BEGIN
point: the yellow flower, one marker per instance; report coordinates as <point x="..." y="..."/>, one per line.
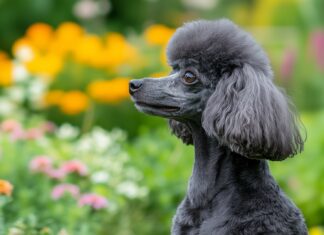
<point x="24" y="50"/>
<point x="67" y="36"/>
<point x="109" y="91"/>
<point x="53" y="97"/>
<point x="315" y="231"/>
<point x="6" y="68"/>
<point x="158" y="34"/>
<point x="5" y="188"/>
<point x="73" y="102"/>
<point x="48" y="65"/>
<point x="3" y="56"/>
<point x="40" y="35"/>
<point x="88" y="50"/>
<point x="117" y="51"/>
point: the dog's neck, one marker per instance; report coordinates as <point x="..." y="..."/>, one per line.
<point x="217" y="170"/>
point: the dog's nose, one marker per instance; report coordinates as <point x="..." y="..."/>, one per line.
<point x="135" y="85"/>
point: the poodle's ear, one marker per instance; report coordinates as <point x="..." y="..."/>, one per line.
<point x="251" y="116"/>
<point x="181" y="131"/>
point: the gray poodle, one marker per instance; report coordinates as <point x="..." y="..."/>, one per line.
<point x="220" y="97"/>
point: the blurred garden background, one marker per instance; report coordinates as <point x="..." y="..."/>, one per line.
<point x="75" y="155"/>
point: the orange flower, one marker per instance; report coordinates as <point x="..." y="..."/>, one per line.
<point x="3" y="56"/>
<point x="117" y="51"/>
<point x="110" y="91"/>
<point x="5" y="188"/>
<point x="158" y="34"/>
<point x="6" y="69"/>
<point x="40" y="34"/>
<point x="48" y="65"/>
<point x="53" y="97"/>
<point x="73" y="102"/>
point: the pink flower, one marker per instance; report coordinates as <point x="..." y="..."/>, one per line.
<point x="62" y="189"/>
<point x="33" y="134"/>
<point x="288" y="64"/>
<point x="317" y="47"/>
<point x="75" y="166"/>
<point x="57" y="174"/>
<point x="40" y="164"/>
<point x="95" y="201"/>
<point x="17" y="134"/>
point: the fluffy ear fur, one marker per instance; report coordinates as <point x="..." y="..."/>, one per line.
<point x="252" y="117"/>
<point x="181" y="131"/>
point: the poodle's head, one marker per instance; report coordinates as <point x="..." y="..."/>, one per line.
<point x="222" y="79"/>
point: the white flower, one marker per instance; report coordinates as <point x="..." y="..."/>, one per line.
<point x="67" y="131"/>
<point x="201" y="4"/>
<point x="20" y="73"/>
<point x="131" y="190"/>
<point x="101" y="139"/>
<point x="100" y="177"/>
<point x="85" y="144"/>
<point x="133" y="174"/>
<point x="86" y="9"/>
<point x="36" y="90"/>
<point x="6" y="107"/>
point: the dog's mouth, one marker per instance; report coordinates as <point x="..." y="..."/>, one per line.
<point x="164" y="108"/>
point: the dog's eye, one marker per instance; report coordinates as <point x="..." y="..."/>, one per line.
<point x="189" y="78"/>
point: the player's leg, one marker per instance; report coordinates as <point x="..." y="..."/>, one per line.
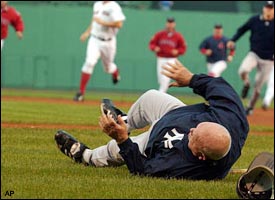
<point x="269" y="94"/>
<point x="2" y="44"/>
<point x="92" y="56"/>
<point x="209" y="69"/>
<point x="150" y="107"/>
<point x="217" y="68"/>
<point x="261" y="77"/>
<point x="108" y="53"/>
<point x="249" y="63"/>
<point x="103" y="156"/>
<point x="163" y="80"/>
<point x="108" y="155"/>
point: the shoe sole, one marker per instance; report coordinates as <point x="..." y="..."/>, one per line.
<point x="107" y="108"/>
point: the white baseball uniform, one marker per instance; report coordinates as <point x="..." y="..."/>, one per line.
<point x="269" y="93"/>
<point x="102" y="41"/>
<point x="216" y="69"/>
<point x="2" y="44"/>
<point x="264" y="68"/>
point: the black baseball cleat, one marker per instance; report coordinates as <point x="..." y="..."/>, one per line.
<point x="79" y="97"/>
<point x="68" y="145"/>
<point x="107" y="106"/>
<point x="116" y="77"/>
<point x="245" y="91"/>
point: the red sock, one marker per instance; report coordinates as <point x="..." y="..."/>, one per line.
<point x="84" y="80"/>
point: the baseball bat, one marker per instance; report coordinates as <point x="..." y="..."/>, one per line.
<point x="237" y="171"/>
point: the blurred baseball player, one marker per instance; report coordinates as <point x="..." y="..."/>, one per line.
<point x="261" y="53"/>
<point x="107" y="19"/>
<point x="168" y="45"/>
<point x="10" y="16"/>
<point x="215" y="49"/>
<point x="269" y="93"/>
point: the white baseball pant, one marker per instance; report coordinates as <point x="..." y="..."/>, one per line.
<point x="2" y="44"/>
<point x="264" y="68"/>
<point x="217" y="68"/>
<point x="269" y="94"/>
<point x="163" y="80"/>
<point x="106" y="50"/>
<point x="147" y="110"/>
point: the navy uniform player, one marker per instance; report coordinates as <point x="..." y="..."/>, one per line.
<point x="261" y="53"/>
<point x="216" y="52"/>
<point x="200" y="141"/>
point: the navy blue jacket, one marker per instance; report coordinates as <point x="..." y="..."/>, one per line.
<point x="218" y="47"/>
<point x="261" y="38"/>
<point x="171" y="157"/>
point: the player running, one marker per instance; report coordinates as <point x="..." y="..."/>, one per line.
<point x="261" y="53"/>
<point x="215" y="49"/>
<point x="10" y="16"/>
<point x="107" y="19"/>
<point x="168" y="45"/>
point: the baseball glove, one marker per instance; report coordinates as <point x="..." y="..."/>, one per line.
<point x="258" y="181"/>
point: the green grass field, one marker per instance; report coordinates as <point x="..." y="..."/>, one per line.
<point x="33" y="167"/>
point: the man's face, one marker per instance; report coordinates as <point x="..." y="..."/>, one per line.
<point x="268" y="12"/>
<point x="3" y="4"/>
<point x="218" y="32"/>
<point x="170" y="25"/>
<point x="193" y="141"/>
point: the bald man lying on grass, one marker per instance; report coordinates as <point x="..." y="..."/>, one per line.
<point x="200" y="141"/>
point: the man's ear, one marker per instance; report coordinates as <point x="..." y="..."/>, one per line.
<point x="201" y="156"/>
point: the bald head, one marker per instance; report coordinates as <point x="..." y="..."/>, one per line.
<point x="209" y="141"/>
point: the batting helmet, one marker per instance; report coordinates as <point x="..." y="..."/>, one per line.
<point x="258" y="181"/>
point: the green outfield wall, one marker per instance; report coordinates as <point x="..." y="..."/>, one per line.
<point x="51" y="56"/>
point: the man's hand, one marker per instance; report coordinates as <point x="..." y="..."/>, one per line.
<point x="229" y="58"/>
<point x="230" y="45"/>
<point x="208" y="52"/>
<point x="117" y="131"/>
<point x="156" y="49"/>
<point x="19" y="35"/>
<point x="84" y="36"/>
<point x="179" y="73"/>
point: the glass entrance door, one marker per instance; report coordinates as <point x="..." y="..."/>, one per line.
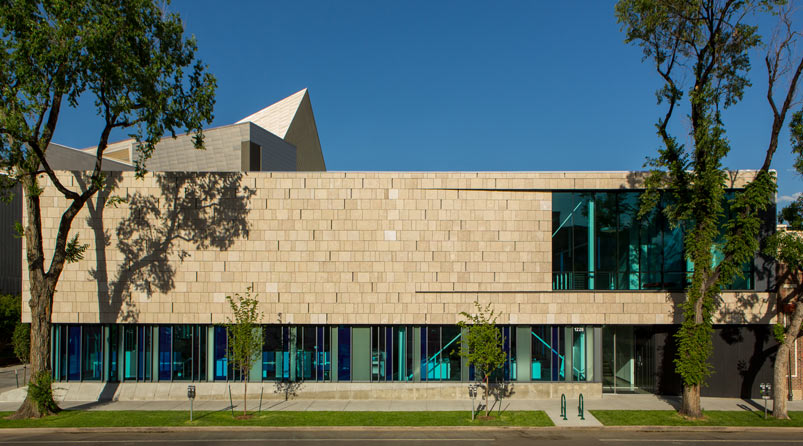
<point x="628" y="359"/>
END
• Problem requirements:
Write the listing out a second time exactly, dropping all images.

• Exercise answer:
point: the yellow flower, one marker per instance; report coordinates as <point x="..." y="..."/>, one per line.
<point x="24" y="50"/>
<point x="67" y="36"/>
<point x="109" y="91"/>
<point x="53" y="97"/>
<point x="315" y="231"/>
<point x="6" y="68"/>
<point x="158" y="34"/>
<point x="5" y="188"/>
<point x="73" y="102"/>
<point x="48" y="65"/>
<point x="3" y="56"/>
<point x="40" y="35"/>
<point x="88" y="50"/>
<point x="117" y="51"/>
point: the dog's neck, one marker per instance; report coordinates as <point x="..." y="..."/>, one per line.
<point x="217" y="170"/>
point: the dog's nose, one marker per instance; report coordinates as <point x="..." y="..."/>, one per line.
<point x="135" y="85"/>
point: the poodle's ear, one marker per instance; report coordinates as <point x="..." y="..."/>, one per line.
<point x="251" y="116"/>
<point x="181" y="131"/>
point: the gray poodle, one marker per instance; report coordinates as <point x="..." y="..."/>, one per line.
<point x="220" y="97"/>
point: the blurred garden background, one marker per instance; report coordinates as <point x="..." y="..."/>, one per line.
<point x="75" y="155"/>
point: the orange flower, one marker per instance; report coordinates as <point x="..." y="..."/>, one per line.
<point x="3" y="56"/>
<point x="117" y="51"/>
<point x="110" y="91"/>
<point x="5" y="188"/>
<point x="158" y="34"/>
<point x="6" y="69"/>
<point x="40" y="34"/>
<point x="48" y="65"/>
<point x="53" y="97"/>
<point x="73" y="102"/>
point: the pink flower, one marker per instance; report coordinates as <point x="..." y="..."/>, one per line.
<point x="62" y="189"/>
<point x="33" y="134"/>
<point x="288" y="64"/>
<point x="317" y="47"/>
<point x="75" y="166"/>
<point x="57" y="174"/>
<point x="40" y="164"/>
<point x="95" y="201"/>
<point x="17" y="134"/>
point: the fluffy ear fur, one marker per instance; report coordinates as <point x="..." y="..."/>, one per line.
<point x="252" y="117"/>
<point x="181" y="131"/>
point: the poodle's head, one marker per instance; report coordinates as <point x="..." y="..."/>, one per line.
<point x="222" y="79"/>
point: the white flower, one marker per instance; report coordinates as <point x="..." y="..."/>, one per line.
<point x="67" y="131"/>
<point x="201" y="4"/>
<point x="20" y="73"/>
<point x="131" y="190"/>
<point x="101" y="139"/>
<point x="100" y="177"/>
<point x="85" y="144"/>
<point x="133" y="174"/>
<point x="86" y="9"/>
<point x="36" y="90"/>
<point x="6" y="107"/>
point: the dog's mouth, one marker per instance; report coordinates as <point x="..." y="..."/>, one per line.
<point x="164" y="108"/>
point: the dog's eye, one marker per instance; report coordinates as <point x="..." y="..."/>, one per line.
<point x="189" y="78"/>
point: the player's leg, one marker per instance; report coordinates as <point x="..." y="..."/>, one per line.
<point x="269" y="94"/>
<point x="2" y="44"/>
<point x="92" y="56"/>
<point x="209" y="69"/>
<point x="150" y="107"/>
<point x="217" y="68"/>
<point x="261" y="77"/>
<point x="108" y="53"/>
<point x="249" y="63"/>
<point x="103" y="156"/>
<point x="163" y="80"/>
<point x="108" y="155"/>
point: the shoe sole, one marker per instance; report coordinates as <point x="..." y="..."/>, one per line.
<point x="107" y="108"/>
point: the white baseball uniform, one marker per instance; report coordinates as <point x="..." y="..."/>, one per line.
<point x="269" y="93"/>
<point x="102" y="41"/>
<point x="216" y="69"/>
<point x="2" y="44"/>
<point x="264" y="68"/>
point: the black baseball cleat, one marker per instance; report coordinates as <point x="..." y="..."/>, one per line.
<point x="79" y="97"/>
<point x="68" y="145"/>
<point x="107" y="106"/>
<point x="116" y="77"/>
<point x="245" y="91"/>
point: the red sock, one marker per instance; report coordinates as <point x="..." y="..."/>, one per line.
<point x="84" y="80"/>
point: the baseball bat, one marker per instance; report coordinates as <point x="..." y="..."/>, one per line.
<point x="237" y="171"/>
point: the blurred baseball player, one marker per instance; report coordinates as <point x="..." y="..."/>, one per line.
<point x="261" y="53"/>
<point x="107" y="19"/>
<point x="168" y="45"/>
<point x="10" y="16"/>
<point x="215" y="49"/>
<point x="269" y="93"/>
point: the white baseball pant, one marker per instance; report coordinates as <point x="..." y="..."/>, one per line.
<point x="2" y="44"/>
<point x="264" y="68"/>
<point x="217" y="68"/>
<point x="269" y="94"/>
<point x="163" y="80"/>
<point x="106" y="50"/>
<point x="147" y="110"/>
point: the navy uniform player, one marker per instance; report coordinates as <point x="..." y="..."/>, one per line.
<point x="261" y="53"/>
<point x="216" y="52"/>
<point x="200" y="141"/>
point: the navy blue jacket, one marker per instance; report coordinates as <point x="..." y="..."/>, one per line.
<point x="218" y="47"/>
<point x="261" y="38"/>
<point x="171" y="157"/>
point: the player running, one marker per instance; report coordinates as <point x="..." y="..."/>, one per line.
<point x="261" y="53"/>
<point x="215" y="49"/>
<point x="10" y="16"/>
<point x="107" y="19"/>
<point x="168" y="45"/>
point: the baseball glove, one marker per instance; report coordinates as <point x="..." y="..."/>, one per line.
<point x="258" y="181"/>
point: the green grass field, one marker per instance; report coordinates as <point x="..." y="..."/>, one per line.
<point x="33" y="167"/>
point: the man's face, one marker per instance; report coordinates as <point x="..." y="..."/>, one per line.
<point x="268" y="12"/>
<point x="3" y="4"/>
<point x="218" y="32"/>
<point x="170" y="25"/>
<point x="193" y="141"/>
point: the bald man lying on grass, one marker per instance; report coordinates as <point x="..." y="..."/>, one per line.
<point x="200" y="141"/>
point: the man's ear, one marker per instance; report coordinates as <point x="..." y="..."/>, one per line.
<point x="201" y="156"/>
point: the bald head, one marker per instance; report coordinates as <point x="..." y="..."/>, one per line.
<point x="209" y="141"/>
point: the batting helmet, one marker per instance; report coordinates as <point x="..." y="..."/>, one per line.
<point x="258" y="181"/>
point: the green outfield wall, one marker per instance; report coordinates as <point x="..." y="..."/>, one per line.
<point x="51" y="56"/>
point: the man's hand, one marker per instance; report coordinates as <point x="..." y="..."/>, one per line.
<point x="229" y="58"/>
<point x="230" y="45"/>
<point x="208" y="52"/>
<point x="117" y="131"/>
<point x="156" y="49"/>
<point x="19" y="35"/>
<point x="84" y="36"/>
<point x="179" y="73"/>
point: the glass entrance door, one marker per instance; report coordinates as <point x="..." y="..."/>, one per line.
<point x="628" y="359"/>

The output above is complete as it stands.